*Set task:* How many lines in the records below contain the string "hoop"? Reply with the number alone.

*Given data:*
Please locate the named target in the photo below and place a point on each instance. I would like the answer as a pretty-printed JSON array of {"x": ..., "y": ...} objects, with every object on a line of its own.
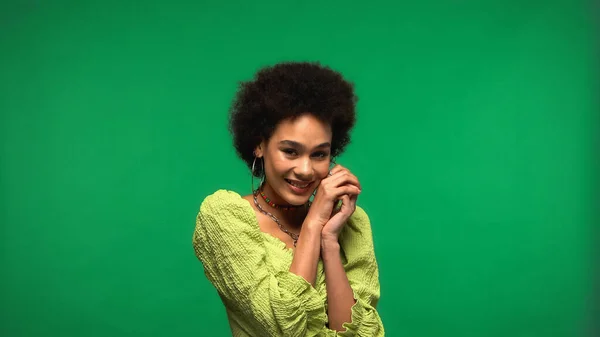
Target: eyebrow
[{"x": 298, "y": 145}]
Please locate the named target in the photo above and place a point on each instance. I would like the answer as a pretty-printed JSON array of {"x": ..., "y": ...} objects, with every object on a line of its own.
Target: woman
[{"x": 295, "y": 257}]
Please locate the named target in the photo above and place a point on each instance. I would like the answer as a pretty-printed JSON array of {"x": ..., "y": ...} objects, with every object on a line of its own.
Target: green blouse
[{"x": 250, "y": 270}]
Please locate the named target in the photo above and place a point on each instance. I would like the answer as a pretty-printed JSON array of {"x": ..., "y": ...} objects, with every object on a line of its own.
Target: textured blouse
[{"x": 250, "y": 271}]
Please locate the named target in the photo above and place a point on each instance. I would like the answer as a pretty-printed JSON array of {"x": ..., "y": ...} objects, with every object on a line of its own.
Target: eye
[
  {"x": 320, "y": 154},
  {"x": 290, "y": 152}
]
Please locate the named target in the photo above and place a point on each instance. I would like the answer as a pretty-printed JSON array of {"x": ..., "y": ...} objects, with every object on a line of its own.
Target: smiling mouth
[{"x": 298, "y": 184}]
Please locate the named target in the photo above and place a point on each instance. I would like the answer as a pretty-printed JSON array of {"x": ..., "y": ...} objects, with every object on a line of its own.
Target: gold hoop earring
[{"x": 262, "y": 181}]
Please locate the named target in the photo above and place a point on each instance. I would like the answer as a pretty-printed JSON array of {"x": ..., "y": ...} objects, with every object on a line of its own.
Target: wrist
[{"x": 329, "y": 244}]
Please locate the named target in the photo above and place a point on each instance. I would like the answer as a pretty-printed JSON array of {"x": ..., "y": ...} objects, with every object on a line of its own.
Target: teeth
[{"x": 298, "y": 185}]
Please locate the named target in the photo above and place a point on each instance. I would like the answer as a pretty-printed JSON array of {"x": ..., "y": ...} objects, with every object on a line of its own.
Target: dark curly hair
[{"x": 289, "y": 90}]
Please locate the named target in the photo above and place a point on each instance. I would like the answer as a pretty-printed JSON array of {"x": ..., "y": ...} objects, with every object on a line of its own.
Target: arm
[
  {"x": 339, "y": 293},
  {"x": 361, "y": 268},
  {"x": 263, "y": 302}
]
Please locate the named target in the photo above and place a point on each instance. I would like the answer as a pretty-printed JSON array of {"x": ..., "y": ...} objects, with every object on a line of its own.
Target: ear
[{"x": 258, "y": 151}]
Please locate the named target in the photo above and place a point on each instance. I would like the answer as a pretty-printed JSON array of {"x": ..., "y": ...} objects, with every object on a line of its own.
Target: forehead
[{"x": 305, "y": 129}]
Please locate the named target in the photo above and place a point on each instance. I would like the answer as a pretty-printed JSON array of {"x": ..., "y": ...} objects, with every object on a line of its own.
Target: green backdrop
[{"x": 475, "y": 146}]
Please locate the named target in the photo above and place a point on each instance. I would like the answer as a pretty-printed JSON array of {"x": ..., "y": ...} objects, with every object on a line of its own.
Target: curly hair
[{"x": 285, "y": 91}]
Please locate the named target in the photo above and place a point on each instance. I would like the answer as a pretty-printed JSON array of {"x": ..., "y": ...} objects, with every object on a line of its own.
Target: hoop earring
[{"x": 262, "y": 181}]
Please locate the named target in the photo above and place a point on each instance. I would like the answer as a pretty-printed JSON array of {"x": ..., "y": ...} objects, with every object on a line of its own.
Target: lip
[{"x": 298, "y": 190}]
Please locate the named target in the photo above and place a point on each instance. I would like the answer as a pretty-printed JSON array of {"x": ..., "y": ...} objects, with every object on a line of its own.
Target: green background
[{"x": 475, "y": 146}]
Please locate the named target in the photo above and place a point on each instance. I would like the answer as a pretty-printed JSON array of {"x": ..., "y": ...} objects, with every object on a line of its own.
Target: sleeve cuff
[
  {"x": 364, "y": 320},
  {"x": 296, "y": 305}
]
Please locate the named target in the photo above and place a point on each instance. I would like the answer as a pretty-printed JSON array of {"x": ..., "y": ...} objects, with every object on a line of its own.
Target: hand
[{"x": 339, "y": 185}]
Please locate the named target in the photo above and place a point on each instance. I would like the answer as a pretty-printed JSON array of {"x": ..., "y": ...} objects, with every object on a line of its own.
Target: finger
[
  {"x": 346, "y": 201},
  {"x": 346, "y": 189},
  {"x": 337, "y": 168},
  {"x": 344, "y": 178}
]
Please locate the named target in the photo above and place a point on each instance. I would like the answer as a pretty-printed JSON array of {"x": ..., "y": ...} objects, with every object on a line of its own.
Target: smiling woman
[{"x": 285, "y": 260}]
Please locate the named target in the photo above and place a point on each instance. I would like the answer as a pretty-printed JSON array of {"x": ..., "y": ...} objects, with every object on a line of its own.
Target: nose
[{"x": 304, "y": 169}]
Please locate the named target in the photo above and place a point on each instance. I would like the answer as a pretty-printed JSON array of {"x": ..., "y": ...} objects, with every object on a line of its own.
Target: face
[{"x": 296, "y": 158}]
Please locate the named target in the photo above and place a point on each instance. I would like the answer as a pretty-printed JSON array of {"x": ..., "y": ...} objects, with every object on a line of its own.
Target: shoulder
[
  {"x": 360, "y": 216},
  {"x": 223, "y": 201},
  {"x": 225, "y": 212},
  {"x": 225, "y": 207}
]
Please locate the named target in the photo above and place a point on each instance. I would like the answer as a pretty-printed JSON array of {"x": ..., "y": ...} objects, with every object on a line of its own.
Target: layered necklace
==
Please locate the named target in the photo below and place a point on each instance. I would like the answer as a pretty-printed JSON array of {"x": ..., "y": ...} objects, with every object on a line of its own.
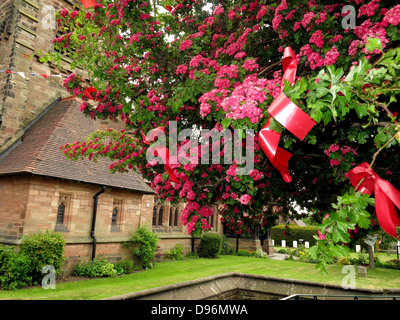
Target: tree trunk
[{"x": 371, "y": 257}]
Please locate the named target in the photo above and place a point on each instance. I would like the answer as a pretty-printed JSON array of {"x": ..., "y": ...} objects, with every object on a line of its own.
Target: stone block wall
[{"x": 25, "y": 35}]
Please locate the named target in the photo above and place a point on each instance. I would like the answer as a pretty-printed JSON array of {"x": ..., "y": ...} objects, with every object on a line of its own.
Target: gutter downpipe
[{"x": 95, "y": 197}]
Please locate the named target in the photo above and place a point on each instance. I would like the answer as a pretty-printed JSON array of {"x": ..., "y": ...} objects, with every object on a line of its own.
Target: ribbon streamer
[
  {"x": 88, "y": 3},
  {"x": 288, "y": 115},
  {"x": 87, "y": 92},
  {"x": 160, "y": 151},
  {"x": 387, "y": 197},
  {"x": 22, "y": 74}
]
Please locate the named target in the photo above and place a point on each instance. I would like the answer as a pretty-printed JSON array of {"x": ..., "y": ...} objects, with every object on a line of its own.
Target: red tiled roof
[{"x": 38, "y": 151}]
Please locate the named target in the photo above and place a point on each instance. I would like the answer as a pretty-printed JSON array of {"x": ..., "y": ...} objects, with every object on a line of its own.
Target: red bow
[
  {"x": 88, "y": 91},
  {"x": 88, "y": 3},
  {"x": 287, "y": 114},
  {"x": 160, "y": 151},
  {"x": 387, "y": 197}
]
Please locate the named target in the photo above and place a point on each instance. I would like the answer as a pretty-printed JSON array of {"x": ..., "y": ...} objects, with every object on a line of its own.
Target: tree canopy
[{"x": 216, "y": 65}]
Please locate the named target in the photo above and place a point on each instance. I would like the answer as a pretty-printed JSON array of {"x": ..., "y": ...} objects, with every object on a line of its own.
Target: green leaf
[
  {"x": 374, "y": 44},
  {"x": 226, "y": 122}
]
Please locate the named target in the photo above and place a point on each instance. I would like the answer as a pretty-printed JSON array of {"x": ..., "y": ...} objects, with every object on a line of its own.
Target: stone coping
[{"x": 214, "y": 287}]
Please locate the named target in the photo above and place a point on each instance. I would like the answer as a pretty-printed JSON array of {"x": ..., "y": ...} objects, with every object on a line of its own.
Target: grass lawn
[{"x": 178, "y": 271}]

*Task answer:* 2